**PASSAGE**
☆ ☆ ☆ ☆
AWS CDK vs. Terraform - An Honest Take from Real-World Experience
Nicolai Lang
AWS Serverless expert. Advises and supports teams in building scalable cloud architectures.
If you're doing Infrastructure as Code on AWS, you'll eventually face this question: AWS CDK or Terraform? It comes up in forums, at conferences, in every other architecture review - the debate never gets old. And the answer usually sounds the same: "It depends."
That's true, of course. But it doesn't help when you actually need to make a decision.
We've used both. We started with the Serverless Framework, then evaluated and adopted Terraform, and eventually landed on AWS CDK. Terraform is a great tool - we enjoyed working with it and it did its job well. But CDK turned out to be the better fit for what we build. This article isn't a neutral feature comparison. It's an honest assessment from practice - with a clear perspective and respect for the strengths of both tools.
Two Different Mindsets
The difference between CDK and Terraform isn't "Feature A vs. Feature B." They represent two fundamentally different approaches to thinking about Infrastructure as Code.
Terraform is declarative. You use HCL - HashiCorp's own configuration language - to describe the desired state of your infrastructure. Terraform compares that desired state with what actually exists and figures out what needs to change. It calls the AWS APIs directly - no CloudFormation, no intermediary. And it works across clouds: AWS, Azure, GCP, even GitHub or Datadog can be managed through providers.
CDK is something different: Infrastructure as real code. No YAML, no JSON, no HCL - just TypeScript, Python, Java, or Go. A real programming language with variables, functions, classes, types, and an entire ecosystem of tooling. CDK generates CloudFormation templates from your code and deploys them through the AWS CloudFormation service.
With Terraform, your infrastructure code is configuration. With CDK, it's software. We covered what that means in practice in Infrastructure as Code with AWS CDK.
Code and Abstraction
Let's look at the same serverless setup in both tools: a Lambda function that reacts to events from an SQS queue and writes results to DynamoDB - once in Terraform, once in CDK:
# SQS Queue
resource "aws_sqs_queue" "event_queue" {
name = "EventQueue"
}
# DynamoDB Table
resource "aws_dynamodb_table" "results" {
name = "Results"
billing_mode = "PAY_PER_REQUEST"
hash_key = "id"
☆ ☆ ☆ ☆
**Labeling and segmentation items**
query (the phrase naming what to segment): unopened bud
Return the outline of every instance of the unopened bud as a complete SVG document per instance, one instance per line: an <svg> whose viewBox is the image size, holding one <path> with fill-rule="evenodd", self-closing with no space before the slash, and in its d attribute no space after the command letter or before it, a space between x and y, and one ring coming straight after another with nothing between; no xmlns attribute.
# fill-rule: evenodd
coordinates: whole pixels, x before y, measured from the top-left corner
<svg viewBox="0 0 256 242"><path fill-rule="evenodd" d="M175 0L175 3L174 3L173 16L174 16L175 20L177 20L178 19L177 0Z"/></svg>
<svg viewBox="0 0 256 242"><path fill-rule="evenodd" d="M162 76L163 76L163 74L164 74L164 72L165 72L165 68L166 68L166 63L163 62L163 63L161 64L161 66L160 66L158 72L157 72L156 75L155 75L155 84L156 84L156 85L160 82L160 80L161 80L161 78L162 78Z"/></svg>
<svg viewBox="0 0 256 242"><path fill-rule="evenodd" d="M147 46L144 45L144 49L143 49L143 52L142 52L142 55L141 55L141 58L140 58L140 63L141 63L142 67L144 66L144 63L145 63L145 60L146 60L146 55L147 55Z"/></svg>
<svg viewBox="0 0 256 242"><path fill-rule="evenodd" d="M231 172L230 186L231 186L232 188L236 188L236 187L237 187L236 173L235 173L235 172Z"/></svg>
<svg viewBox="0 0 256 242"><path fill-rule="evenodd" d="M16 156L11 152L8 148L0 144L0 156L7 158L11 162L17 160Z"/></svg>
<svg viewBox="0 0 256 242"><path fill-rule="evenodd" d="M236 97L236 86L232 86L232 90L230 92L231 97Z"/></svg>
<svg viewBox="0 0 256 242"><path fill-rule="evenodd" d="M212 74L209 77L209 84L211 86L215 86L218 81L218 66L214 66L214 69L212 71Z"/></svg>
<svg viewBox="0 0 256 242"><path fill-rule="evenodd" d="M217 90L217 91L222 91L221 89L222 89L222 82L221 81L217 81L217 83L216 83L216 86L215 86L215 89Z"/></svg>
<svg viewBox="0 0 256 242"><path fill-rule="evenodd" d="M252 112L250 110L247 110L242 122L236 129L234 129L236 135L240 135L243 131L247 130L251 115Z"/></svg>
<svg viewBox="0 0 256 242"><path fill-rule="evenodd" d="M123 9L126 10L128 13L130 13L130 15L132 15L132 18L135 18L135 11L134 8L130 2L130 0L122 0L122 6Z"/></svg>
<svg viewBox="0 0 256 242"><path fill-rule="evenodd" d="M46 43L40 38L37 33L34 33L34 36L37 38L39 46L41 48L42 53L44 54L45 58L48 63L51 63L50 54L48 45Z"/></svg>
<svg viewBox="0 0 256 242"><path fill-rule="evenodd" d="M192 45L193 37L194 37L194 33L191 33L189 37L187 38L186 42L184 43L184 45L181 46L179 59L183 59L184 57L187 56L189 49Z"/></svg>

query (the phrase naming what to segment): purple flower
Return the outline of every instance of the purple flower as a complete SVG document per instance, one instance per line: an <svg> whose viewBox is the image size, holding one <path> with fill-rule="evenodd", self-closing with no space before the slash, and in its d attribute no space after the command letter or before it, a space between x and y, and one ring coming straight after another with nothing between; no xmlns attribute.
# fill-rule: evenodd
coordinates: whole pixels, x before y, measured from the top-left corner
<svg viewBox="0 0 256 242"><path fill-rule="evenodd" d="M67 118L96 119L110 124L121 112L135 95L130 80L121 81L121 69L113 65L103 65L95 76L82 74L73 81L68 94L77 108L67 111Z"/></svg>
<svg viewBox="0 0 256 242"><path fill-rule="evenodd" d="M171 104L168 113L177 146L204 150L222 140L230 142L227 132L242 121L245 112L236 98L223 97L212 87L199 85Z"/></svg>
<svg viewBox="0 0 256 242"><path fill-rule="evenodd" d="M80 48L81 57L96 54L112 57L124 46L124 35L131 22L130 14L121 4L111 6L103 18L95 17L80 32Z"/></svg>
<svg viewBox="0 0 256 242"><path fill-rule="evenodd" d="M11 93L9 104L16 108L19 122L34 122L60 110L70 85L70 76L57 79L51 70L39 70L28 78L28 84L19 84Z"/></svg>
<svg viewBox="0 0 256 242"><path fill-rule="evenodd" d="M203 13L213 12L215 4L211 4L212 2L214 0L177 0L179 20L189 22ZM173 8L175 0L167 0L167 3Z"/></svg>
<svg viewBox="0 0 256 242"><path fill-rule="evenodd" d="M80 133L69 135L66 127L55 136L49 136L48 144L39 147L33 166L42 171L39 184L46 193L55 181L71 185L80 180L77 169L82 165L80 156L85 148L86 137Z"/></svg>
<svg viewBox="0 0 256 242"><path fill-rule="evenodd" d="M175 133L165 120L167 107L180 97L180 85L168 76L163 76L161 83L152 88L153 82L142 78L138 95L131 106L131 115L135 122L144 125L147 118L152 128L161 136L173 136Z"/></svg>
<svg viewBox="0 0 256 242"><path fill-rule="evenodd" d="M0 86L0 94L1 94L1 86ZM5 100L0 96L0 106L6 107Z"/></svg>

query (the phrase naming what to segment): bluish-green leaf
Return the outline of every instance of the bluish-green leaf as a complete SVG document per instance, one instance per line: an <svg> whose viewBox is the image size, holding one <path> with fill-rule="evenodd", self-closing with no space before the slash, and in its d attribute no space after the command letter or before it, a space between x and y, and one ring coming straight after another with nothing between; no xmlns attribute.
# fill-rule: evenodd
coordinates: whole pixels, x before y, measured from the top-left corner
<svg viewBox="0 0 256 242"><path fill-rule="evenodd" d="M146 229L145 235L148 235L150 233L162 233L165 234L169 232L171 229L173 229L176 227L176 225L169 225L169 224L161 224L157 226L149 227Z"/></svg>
☆ ☆ ☆ ☆
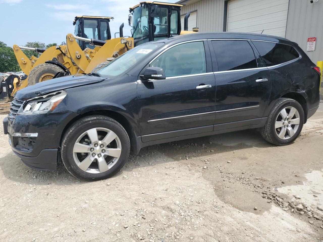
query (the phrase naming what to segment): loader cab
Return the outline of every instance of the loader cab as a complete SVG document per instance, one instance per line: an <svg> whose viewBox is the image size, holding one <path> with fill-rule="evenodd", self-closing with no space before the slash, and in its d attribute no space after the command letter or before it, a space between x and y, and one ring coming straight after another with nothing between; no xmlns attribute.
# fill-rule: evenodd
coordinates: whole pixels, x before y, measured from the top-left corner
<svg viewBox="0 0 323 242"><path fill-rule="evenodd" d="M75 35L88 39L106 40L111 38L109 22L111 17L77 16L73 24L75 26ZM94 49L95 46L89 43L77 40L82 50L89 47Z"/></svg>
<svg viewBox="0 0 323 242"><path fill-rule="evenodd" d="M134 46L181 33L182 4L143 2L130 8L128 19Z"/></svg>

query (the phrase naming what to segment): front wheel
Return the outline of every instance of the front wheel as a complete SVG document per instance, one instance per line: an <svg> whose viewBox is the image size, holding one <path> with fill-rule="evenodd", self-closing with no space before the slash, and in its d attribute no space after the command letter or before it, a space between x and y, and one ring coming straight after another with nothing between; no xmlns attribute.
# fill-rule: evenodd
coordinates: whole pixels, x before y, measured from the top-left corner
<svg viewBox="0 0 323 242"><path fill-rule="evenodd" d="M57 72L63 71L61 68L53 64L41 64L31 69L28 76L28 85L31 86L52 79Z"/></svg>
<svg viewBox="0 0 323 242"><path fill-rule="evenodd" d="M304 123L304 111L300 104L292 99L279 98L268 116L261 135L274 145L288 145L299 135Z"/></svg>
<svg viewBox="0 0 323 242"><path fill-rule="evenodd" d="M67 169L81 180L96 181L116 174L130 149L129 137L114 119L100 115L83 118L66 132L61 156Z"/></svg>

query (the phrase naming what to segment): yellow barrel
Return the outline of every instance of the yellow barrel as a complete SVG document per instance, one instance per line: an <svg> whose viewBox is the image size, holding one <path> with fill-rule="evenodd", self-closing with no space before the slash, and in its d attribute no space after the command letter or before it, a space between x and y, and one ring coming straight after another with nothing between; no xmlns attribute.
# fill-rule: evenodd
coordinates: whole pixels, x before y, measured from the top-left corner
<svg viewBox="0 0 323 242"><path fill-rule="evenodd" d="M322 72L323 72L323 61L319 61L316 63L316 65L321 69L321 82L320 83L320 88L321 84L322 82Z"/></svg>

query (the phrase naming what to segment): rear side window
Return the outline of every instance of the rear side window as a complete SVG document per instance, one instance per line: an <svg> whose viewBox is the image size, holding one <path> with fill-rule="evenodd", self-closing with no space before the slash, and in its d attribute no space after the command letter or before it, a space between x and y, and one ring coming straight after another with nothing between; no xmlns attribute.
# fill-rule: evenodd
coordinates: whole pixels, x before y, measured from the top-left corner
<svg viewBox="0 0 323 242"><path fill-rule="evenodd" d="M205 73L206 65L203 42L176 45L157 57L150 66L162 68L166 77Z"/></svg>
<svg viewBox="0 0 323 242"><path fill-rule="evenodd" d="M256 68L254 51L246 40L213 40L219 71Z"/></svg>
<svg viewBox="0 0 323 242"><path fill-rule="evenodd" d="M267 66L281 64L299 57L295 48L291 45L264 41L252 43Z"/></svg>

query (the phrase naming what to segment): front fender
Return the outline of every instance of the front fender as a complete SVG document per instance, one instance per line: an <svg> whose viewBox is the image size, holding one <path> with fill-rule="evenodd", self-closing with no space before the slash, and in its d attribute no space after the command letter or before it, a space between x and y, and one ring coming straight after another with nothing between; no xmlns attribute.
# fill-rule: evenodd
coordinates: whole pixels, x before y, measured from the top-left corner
☆ ☆ ☆ ☆
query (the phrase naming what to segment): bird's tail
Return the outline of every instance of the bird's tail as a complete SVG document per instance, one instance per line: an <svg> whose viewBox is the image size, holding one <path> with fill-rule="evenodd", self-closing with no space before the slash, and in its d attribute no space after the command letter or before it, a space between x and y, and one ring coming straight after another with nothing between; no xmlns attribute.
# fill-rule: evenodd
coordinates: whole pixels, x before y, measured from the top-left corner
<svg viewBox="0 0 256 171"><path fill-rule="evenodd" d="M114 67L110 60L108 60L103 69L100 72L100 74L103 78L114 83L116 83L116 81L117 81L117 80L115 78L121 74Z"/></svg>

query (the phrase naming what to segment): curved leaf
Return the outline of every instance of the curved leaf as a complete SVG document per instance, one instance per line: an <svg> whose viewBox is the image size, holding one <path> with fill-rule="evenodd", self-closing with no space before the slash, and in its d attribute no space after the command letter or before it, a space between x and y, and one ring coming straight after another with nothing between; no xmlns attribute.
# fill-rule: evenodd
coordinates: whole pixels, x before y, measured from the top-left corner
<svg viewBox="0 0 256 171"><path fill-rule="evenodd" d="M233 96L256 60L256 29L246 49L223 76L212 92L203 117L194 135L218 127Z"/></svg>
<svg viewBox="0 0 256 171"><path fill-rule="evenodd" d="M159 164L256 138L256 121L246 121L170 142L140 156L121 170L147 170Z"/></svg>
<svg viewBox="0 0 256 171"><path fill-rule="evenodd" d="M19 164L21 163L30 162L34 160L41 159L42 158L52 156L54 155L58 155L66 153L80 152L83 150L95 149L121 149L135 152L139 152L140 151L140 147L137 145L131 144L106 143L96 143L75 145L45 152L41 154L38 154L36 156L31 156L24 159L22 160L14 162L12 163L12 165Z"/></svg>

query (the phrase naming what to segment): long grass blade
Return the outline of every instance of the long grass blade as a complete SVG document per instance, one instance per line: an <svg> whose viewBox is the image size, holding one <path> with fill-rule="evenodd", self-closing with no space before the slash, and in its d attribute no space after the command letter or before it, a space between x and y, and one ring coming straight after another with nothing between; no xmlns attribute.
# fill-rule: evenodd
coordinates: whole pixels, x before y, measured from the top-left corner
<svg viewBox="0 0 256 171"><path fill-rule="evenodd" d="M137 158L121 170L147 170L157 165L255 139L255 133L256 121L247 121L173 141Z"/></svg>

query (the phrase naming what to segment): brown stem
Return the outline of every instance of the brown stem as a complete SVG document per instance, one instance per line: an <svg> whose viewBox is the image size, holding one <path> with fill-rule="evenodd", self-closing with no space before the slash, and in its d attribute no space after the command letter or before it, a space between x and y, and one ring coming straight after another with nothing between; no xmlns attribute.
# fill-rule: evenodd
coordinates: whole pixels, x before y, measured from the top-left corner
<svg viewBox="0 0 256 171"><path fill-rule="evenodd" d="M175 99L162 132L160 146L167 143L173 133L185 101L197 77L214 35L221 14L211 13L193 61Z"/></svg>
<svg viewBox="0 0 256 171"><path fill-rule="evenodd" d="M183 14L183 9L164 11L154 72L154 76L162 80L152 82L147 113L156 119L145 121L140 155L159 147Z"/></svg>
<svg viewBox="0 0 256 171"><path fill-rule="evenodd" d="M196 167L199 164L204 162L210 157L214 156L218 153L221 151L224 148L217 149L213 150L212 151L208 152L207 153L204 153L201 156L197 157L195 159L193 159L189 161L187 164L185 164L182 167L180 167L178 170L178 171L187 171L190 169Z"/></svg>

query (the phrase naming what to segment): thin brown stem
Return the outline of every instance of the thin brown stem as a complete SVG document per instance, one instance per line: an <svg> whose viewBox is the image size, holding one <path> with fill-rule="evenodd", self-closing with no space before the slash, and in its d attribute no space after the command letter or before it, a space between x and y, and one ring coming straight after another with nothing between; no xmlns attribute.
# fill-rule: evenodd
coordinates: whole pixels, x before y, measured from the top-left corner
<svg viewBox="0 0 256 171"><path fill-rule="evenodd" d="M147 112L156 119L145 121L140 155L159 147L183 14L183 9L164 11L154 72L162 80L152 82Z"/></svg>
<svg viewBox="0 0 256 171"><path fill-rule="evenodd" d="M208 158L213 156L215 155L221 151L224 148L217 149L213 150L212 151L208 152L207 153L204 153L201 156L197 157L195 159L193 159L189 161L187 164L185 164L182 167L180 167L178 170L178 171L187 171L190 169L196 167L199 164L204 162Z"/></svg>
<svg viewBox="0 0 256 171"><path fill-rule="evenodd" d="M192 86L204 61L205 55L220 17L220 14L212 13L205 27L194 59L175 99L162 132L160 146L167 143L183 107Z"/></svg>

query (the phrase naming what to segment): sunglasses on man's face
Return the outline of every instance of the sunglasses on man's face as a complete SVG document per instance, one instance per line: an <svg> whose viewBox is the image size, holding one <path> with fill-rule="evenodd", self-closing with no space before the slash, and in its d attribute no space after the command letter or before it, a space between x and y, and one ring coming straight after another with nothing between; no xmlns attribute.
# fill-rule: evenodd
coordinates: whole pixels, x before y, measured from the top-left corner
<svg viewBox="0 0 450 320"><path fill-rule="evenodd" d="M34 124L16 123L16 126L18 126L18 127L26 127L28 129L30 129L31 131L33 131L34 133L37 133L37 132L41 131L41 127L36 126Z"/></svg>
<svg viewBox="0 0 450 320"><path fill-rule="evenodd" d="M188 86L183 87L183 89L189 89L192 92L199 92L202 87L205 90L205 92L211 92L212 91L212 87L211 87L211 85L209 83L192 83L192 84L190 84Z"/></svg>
☆ ☆ ☆ ☆
**TASK 1**
According to the CDK and Terraform article, which AWS service does CDK use to deploy the templates it generates?
**TASK 2**
Copy the CDK and Terraform article from "CDK is something" up to and including "AWS CloudFormation service.".

**CORRECT RESULT 1**
The AWS CloudFormation service.

**CORRECT RESULT 2**
CDK is something different: Infrastructure as real code. No YAML, no JSON, no HCL - just TypeScript, Python, Java, or Go. A real programming language with variables, functions, classes, types, and an entire ecosystem of tooling. CDK generates CloudFormation templates from your code and deploys them through the AWS CloudFormation service.